# [TASK BRIEF]
Rewrite only the rows from the line containing "The component shall indicate each instance of the grass lawn" through the line containing "The component shall indicate each instance of the shirt", with "single pin" changed to "single marker" and nothing else altered.

=== EXERCISE DATA ===

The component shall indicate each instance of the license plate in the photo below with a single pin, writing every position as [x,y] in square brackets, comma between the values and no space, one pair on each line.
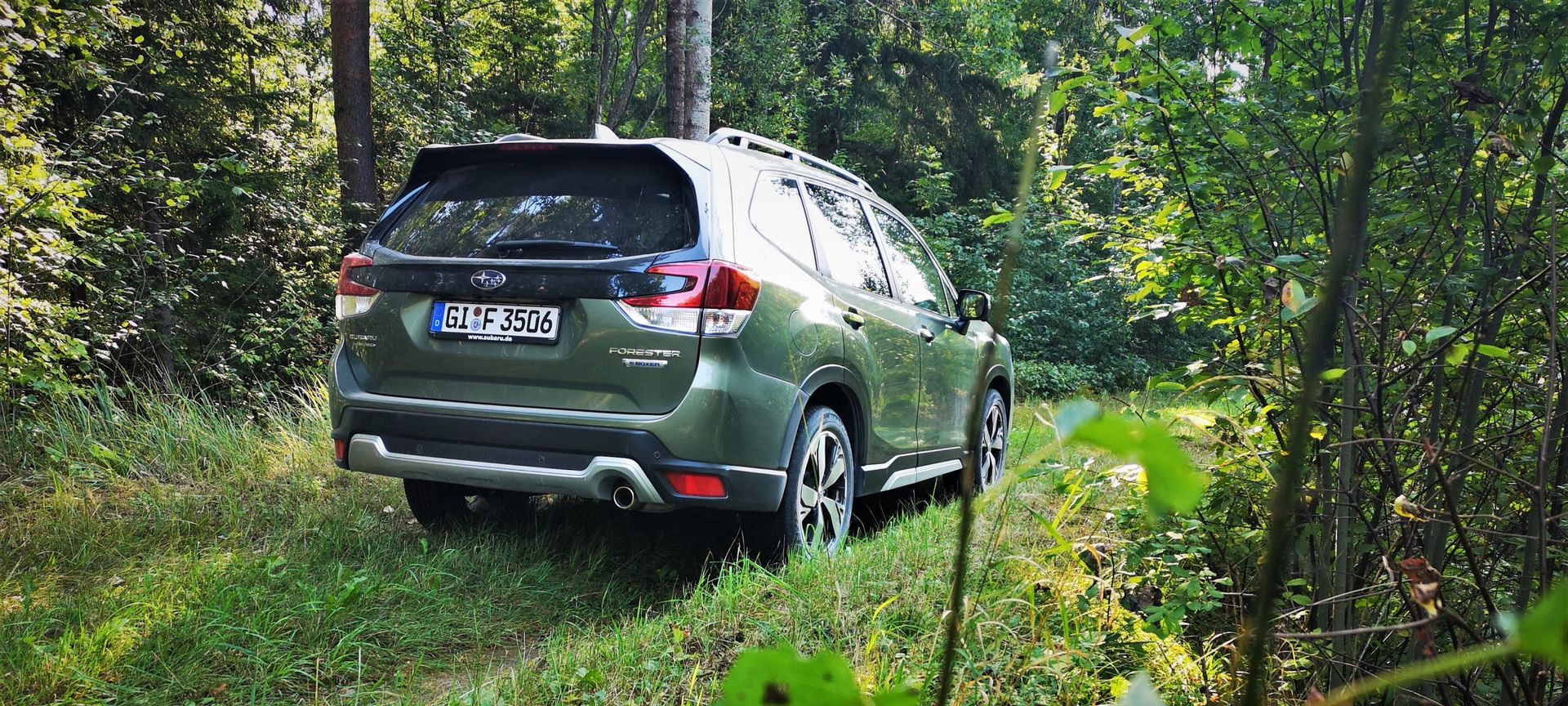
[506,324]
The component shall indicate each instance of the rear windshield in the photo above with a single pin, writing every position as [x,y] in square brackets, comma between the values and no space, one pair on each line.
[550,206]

===
=== EXERCISE DATA ===

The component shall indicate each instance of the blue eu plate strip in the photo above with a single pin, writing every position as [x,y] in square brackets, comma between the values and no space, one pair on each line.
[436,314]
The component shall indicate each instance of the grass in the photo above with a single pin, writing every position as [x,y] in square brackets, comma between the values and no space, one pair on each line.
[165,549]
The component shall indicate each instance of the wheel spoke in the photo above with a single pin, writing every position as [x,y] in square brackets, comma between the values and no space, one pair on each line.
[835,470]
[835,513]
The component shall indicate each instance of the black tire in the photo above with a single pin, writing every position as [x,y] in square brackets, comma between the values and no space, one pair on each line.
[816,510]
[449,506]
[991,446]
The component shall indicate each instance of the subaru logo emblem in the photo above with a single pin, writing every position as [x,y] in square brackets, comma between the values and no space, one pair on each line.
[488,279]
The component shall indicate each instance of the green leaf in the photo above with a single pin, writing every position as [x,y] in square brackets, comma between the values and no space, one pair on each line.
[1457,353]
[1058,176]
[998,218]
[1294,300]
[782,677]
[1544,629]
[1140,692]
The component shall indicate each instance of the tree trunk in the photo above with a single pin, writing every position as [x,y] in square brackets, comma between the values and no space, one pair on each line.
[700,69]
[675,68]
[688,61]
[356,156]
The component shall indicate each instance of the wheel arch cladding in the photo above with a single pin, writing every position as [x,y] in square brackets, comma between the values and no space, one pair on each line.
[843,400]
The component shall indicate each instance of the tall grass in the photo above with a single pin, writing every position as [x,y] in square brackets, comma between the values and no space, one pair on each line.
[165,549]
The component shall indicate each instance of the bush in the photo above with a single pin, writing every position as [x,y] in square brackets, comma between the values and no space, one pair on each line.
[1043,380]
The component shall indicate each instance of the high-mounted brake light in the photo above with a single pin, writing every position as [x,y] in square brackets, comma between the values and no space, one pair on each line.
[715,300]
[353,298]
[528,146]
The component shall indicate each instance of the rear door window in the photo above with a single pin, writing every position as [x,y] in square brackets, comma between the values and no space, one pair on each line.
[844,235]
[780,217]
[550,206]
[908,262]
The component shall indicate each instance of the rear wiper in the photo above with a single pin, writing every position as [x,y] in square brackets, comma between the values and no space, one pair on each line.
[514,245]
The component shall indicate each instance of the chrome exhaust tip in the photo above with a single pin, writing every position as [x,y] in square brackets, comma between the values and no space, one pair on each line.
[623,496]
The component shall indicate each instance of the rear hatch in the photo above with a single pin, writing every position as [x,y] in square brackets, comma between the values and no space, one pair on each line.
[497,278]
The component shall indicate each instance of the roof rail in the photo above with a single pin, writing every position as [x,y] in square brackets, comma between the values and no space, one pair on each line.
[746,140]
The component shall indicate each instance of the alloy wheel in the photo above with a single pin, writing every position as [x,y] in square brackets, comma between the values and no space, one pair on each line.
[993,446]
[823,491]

===
=== EXERCISE DATA ===

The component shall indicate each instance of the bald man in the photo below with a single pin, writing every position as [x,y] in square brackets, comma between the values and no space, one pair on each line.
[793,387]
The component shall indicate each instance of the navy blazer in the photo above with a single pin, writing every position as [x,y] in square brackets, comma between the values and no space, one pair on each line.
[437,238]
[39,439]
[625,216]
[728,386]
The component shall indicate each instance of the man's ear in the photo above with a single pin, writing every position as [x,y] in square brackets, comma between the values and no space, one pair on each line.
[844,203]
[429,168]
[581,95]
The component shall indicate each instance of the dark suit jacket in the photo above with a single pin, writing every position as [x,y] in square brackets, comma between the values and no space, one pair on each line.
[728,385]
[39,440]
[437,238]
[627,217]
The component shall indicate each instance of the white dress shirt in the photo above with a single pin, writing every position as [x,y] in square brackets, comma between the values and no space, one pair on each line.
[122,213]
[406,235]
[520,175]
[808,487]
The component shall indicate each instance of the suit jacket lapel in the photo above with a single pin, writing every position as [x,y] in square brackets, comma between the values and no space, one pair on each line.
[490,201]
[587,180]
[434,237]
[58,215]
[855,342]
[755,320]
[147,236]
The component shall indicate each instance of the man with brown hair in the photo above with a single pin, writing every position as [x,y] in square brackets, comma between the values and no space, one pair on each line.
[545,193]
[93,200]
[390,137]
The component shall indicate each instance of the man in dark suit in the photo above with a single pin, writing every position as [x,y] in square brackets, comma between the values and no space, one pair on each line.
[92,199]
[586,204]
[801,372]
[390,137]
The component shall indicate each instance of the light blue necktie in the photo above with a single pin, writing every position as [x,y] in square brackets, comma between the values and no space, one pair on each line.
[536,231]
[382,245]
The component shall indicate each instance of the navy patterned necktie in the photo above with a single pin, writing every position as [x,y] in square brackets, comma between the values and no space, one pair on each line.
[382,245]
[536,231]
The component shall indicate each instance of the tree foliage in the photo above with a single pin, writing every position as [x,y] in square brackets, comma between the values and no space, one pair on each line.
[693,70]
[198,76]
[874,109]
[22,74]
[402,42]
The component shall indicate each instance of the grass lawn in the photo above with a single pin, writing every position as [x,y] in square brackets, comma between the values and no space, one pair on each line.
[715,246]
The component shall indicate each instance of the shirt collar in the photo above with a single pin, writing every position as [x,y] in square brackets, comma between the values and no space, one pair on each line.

===

# [EXERCISE ANSWER]
The component shall indicate each instance of the grass lawn in the photo above with a single marker, writing every position as [x,y] in square brackets, comma between the values and no space, one pair on each line.
[715,246]
The component shall indicate each instance of the shirt collar in the photo above with a single marker, writing every position as [x,y] in square brackets, comma between the values and no space, one pair on each line.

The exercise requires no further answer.